# THE TASK
Please restate the part that opens with the line containing "Segment every instance of the wooden" and closes with the line containing "33 224 L 37", requests included, scaling every coordinate in the answer paths by 0.9 and rounding to whole numbers, halves up. Leave the pictures out of your reply.

# RECORDS FOR THIS TASK

+-------+

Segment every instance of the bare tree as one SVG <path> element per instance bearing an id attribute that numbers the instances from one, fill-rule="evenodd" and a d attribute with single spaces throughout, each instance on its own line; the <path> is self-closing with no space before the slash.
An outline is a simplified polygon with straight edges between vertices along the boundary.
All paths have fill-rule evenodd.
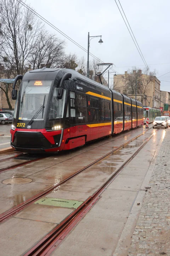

+-------+

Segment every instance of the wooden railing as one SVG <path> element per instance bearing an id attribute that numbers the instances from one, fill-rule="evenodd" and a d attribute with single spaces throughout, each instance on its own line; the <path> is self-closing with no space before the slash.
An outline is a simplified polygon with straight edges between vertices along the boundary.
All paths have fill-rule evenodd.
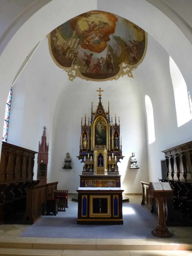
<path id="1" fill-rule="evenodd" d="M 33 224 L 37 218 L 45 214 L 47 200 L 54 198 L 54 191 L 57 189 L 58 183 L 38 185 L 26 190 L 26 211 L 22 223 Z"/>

+-------+

# EXERCISE OUTPUT
Segment every instance of the wooden railing as one SVG <path> element per instance bearing an id attribute that numbers the instances from one, fill-rule="evenodd" and a d attribute with single spaces throughout, each instance on its own line; the <path> is self-closing with no space before the slash.
An outline is a simplified polygon with straight edges between vertices along the boundary.
All paths have fill-rule evenodd.
<path id="1" fill-rule="evenodd" d="M 30 202 L 33 196 L 41 193 L 42 180 L 49 178 L 49 172 L 51 170 L 52 165 L 34 167 L 23 171 L 23 190 L 20 201 Z"/>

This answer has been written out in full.